_DATA LISTING_

:::

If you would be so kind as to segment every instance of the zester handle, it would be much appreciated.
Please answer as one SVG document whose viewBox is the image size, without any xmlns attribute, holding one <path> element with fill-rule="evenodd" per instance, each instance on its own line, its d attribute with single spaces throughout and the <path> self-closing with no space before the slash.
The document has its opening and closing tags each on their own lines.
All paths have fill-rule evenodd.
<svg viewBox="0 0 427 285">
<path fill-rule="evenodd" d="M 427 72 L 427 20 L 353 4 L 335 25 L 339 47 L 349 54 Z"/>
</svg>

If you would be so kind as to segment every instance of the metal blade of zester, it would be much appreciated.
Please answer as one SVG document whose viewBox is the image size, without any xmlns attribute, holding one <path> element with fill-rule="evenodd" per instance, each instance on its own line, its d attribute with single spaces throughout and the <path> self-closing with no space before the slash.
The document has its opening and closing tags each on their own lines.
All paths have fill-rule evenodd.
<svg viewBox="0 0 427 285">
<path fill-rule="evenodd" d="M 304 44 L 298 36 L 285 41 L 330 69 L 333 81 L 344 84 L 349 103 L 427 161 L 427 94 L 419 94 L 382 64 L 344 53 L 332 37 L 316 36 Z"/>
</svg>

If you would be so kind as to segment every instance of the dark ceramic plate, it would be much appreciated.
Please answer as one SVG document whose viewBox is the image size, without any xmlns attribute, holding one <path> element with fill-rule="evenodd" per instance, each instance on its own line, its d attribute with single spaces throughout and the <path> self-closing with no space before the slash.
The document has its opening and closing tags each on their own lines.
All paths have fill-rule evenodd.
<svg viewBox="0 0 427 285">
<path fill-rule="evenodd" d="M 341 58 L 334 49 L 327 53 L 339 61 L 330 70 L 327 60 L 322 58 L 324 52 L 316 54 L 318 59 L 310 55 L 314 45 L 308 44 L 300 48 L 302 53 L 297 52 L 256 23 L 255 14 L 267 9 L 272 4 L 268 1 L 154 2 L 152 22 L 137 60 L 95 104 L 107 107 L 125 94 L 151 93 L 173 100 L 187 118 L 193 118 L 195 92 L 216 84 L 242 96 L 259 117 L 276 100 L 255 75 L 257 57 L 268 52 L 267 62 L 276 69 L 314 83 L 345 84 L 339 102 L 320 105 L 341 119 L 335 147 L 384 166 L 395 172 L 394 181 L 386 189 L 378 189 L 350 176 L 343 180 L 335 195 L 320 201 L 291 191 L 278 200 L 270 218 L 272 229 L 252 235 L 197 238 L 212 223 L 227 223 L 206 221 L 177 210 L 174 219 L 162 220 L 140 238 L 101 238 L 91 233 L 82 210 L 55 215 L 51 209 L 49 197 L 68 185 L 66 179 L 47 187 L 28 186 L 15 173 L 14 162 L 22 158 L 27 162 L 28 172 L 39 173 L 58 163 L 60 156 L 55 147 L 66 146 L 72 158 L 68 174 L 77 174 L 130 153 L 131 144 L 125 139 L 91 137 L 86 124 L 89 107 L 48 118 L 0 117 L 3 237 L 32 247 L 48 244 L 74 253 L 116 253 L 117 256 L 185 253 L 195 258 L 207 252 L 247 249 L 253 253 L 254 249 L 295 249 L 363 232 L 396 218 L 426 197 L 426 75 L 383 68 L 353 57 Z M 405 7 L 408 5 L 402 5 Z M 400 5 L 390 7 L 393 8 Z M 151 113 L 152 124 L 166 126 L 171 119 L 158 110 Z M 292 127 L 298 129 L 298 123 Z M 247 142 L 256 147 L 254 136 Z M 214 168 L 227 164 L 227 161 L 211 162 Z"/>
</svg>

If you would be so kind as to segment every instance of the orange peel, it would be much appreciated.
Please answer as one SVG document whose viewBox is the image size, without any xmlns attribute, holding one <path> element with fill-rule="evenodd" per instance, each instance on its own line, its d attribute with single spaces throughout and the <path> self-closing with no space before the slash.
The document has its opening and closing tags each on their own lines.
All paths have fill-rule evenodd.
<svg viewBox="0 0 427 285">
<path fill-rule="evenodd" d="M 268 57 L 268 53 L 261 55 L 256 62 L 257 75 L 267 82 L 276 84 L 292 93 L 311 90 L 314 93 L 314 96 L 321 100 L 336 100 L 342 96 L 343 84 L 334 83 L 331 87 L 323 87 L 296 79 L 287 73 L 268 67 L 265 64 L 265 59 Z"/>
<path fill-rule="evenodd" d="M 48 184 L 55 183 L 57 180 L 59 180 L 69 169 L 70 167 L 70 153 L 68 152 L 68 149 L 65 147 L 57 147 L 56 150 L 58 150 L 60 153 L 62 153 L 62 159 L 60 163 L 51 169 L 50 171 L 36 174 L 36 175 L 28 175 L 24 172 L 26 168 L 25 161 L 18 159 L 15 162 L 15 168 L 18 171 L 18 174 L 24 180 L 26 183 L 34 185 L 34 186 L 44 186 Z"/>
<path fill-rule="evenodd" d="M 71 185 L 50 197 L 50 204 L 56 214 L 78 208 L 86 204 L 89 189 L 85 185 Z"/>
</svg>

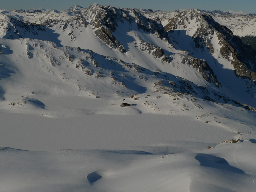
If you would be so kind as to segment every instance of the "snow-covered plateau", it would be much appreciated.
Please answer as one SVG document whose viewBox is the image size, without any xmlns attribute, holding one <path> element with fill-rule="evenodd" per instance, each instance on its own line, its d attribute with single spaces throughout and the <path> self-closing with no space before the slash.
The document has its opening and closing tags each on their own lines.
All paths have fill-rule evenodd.
<svg viewBox="0 0 256 192">
<path fill-rule="evenodd" d="M 255 18 L 0 10 L 0 191 L 256 191 Z"/>
</svg>

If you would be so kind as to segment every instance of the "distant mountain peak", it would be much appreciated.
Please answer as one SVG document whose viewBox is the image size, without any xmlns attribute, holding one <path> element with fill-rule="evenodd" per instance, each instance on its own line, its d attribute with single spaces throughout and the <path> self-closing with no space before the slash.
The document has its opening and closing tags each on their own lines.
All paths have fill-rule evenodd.
<svg viewBox="0 0 256 192">
<path fill-rule="evenodd" d="M 80 10 L 81 9 L 83 8 L 84 8 L 79 5 L 74 5 L 68 9 L 68 10 Z"/>
</svg>

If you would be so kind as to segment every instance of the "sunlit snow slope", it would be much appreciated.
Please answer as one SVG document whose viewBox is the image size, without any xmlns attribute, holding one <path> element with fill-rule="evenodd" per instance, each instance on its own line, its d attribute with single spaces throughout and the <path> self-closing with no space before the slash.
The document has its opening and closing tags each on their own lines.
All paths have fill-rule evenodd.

:::

_EXERCISE REQUIREMENTS_
Working from the material above, transcribe it exactly while omitting pictures.

_TASK SOLUTION_
If you would be so kind as to segment every instance of the zester handle, it would be much appreciated.
Please answer as one SVG document whose viewBox is the image size, without any xmlns attribute, holding one <path> element with fill-rule="evenodd" per instance, each instance on its own line, its d attribute with single spaces throughout and the <path> self-closing with no space before the slash.
The document has its opening and closing tags each on their own lines.
All paths have fill-rule evenodd.
<svg viewBox="0 0 427 285">
<path fill-rule="evenodd" d="M 427 72 L 427 20 L 353 4 L 335 25 L 339 47 L 349 54 Z"/>
</svg>

If you would be so kind as to segment every instance of the metal blade of zester, it would be much appreciated.
Please answer as one SVG document whose viewBox is the image size, without any xmlns attribute, holding one <path> element with fill-rule="evenodd" per instance, each instance on its own line, its d attribute with single spaces throughout and the <path> self-closing with no space before the slash.
The document has its opening and closing tags each on their own lines.
All paths have fill-rule evenodd.
<svg viewBox="0 0 427 285">
<path fill-rule="evenodd" d="M 304 44 L 298 36 L 285 41 L 330 69 L 333 81 L 344 84 L 349 103 L 427 161 L 427 94 L 419 94 L 382 64 L 344 53 L 332 37 L 316 36 Z"/>
</svg>

If you would be so kind as to segment every instance of the dark ceramic plate, it would be much appreciated.
Please answer as one SVG document whose viewBox is the image size, without any xmlns attribute, holding one <path> element with fill-rule="evenodd" per instance, each instance on its own line, its d attribute with single spaces throughout and the <path> self-closing with no space before the slash.
The document has its opening and closing tags each on their own lines.
All paths have fill-rule evenodd.
<svg viewBox="0 0 427 285">
<path fill-rule="evenodd" d="M 341 58 L 334 49 L 327 53 L 339 61 L 330 70 L 327 60 L 322 58 L 324 52 L 316 54 L 318 59 L 310 55 L 314 45 L 308 44 L 300 48 L 302 53 L 297 52 L 256 23 L 255 14 L 267 9 L 272 4 L 268 1 L 154 2 L 152 22 L 137 60 L 95 104 L 107 107 L 125 94 L 151 93 L 173 100 L 187 118 L 193 118 L 195 92 L 216 84 L 242 96 L 259 117 L 276 100 L 255 75 L 257 57 L 268 52 L 267 62 L 276 69 L 314 83 L 345 84 L 339 102 L 320 105 L 341 119 L 335 147 L 384 166 L 395 172 L 394 181 L 386 189 L 378 189 L 350 176 L 343 180 L 335 195 L 320 201 L 291 191 L 278 200 L 270 218 L 272 229 L 252 235 L 197 238 L 212 223 L 227 223 L 206 221 L 177 210 L 174 219 L 162 220 L 140 238 L 101 238 L 91 233 L 82 210 L 55 215 L 51 209 L 49 197 L 68 185 L 66 179 L 47 187 L 28 186 L 15 173 L 14 162 L 22 158 L 27 162 L 28 172 L 39 173 L 58 163 L 60 156 L 55 147 L 66 146 L 72 158 L 68 174 L 77 174 L 130 153 L 131 144 L 125 139 L 91 137 L 86 124 L 89 107 L 48 118 L 0 117 L 3 237 L 32 247 L 48 244 L 74 253 L 116 253 L 117 256 L 185 253 L 195 258 L 207 252 L 247 249 L 253 253 L 254 249 L 295 249 L 363 232 L 396 218 L 426 197 L 426 75 L 383 68 L 353 57 Z M 405 7 L 408 5 L 402 5 Z M 400 5 L 390 7 L 393 8 Z M 151 113 L 152 124 L 166 126 L 171 119 L 158 110 Z M 292 127 L 298 129 L 298 123 Z M 247 142 L 256 147 L 254 136 Z M 214 168 L 227 164 L 227 161 L 211 162 Z"/>
</svg>

If you would be so kind as to segment every instance of the orange peel, it would be much appreciated.
Please answer as one SVG document whose viewBox is the image size, without any xmlns attribute, holding one <path> element with fill-rule="evenodd" per instance, each instance on its own line, its d attribute with single spaces throughout and the <path> self-closing with no space before the slash.
The document has its opening and closing tags each on their own lines.
All paths have fill-rule evenodd.
<svg viewBox="0 0 427 285">
<path fill-rule="evenodd" d="M 268 57 L 268 53 L 261 55 L 256 62 L 257 75 L 267 82 L 276 84 L 292 93 L 311 90 L 314 93 L 314 96 L 321 100 L 336 100 L 342 96 L 343 84 L 334 83 L 331 87 L 323 87 L 296 79 L 287 73 L 268 67 L 265 64 L 265 59 Z"/>
<path fill-rule="evenodd" d="M 48 184 L 55 183 L 57 180 L 59 180 L 69 169 L 70 167 L 70 153 L 68 152 L 68 149 L 65 147 L 57 147 L 56 150 L 58 150 L 60 153 L 62 153 L 62 159 L 60 163 L 51 169 L 50 171 L 36 174 L 36 175 L 28 175 L 24 172 L 26 168 L 25 161 L 18 159 L 15 162 L 15 168 L 18 171 L 18 174 L 24 180 L 26 183 L 34 185 L 34 186 L 44 186 Z"/>
<path fill-rule="evenodd" d="M 71 185 L 50 197 L 50 204 L 56 214 L 78 208 L 86 204 L 89 189 L 85 185 Z"/>
</svg>

If you would be so kind as to segment every instance of the "snow-covered plateau", it would be much appreciated.
Please answer as one SVG document whose viewBox is the image size, without any xmlns attribute, holding one <path> element with fill-rule="evenodd" per instance, each instance on its own line, its d attribute with single spaces throughout and the <path> self-closing with no space before the slash.
The document has its opening and closing tags each on their own lines.
All paths have fill-rule evenodd.
<svg viewBox="0 0 256 192">
<path fill-rule="evenodd" d="M 255 18 L 0 10 L 0 191 L 256 191 Z"/>
</svg>

If you would be so kind as to segment every instance of the "distant mountain peak", it would be much appreciated.
Please answer as one SVG document whose viewBox is the image size, without any xmlns attribute, holding one <path> element with fill-rule="evenodd" per instance, each instance on its own line, its d attribute with single spaces throughout and the <path> self-closing with no space before the slash.
The document has its opening and closing tags each on their own lines.
All paths have fill-rule evenodd.
<svg viewBox="0 0 256 192">
<path fill-rule="evenodd" d="M 80 10 L 81 9 L 83 8 L 84 8 L 79 5 L 74 5 L 68 9 L 68 10 Z"/>
</svg>

If you would be so kind as to segment every instance of the "sunlit snow slope", it would be much appreciated.
Please answer as one SVG document whose viewBox is the image size, without any xmlns attribute, holding one <path> element with fill-rule="evenodd" per instance, each instance on its own line, its d attribute with single spaces throughout and the <path> self-closing with no space before the slash.
The document has its opening and closing tags each on their own lines.
All paths have fill-rule evenodd.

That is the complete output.